Ändere in den Zeilen, beginnend mit der Zeile mit „Each instance of the woman“ und weiter bis zum Ende der Einträge, jedes „outline“ in „contour“, und gib nur diese Zeilen sonst unverändert wieder.

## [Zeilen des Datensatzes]
····················

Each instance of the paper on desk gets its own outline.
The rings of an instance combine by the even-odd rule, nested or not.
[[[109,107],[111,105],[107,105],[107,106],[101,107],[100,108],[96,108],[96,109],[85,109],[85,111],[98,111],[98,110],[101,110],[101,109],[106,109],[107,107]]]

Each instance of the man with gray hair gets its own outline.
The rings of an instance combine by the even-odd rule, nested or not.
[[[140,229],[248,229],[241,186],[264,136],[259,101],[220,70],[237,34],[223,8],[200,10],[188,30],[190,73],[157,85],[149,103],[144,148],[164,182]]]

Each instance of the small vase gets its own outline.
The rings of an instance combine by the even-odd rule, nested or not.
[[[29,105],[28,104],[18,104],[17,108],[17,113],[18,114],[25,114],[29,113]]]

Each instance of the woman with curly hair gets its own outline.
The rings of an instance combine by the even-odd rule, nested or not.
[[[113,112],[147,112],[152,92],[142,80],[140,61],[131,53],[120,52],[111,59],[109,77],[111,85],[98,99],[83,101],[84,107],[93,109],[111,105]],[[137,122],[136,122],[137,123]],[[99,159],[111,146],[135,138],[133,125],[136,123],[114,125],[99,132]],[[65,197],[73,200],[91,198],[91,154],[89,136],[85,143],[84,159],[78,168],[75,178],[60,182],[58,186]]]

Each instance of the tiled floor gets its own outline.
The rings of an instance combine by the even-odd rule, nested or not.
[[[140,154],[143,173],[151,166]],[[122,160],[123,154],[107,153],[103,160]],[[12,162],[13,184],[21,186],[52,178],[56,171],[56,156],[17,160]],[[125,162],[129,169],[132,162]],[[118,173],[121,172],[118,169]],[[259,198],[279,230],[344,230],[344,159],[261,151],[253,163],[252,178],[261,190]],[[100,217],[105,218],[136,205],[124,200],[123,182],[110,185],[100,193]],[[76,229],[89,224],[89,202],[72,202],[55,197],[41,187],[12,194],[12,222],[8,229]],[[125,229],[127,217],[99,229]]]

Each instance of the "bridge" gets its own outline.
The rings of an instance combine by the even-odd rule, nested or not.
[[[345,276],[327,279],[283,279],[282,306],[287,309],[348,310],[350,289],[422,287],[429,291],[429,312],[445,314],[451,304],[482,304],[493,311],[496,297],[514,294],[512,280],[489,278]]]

····················

## [Lösung]
Each instance of the woman with curly hair gets its own contour.
The rings of an instance combine by the even-odd rule, nested or not.
[[[113,112],[147,112],[152,92],[142,80],[140,61],[131,53],[120,52],[111,59],[109,77],[111,85],[98,99],[83,101],[84,107],[93,109],[111,105]],[[137,122],[136,122],[137,123]],[[99,159],[111,146],[135,138],[133,125],[136,123],[114,125],[99,132]],[[65,197],[73,200],[91,198],[91,154],[89,136],[85,143],[84,159],[78,168],[75,178],[60,182],[58,186]]]

Each instance of the tiled floor gets its own contour.
The rings of an instance combine by the even-odd rule, nested or not.
[[[140,154],[143,173],[151,166]],[[122,160],[123,154],[107,153],[103,160]],[[12,162],[13,184],[21,186],[52,178],[56,171],[56,156],[17,160]],[[125,162],[129,169],[132,162]],[[118,173],[121,172],[118,169]],[[259,198],[279,230],[344,230],[344,159],[261,151],[253,163],[252,178],[261,190]],[[100,217],[105,218],[136,205],[124,200],[123,182],[110,185],[100,193]],[[76,229],[89,224],[89,202],[72,202],[55,197],[41,187],[12,194],[12,222],[8,229]],[[125,229],[127,217],[99,229]]]

Each instance of the "bridge" gets its own contour.
The rings of an instance combine by the even-odd rule, nested or not.
[[[345,276],[327,279],[283,279],[282,306],[287,309],[348,310],[350,289],[422,287],[429,291],[429,312],[445,314],[451,304],[482,304],[493,311],[496,297],[514,294],[512,280],[489,278]]]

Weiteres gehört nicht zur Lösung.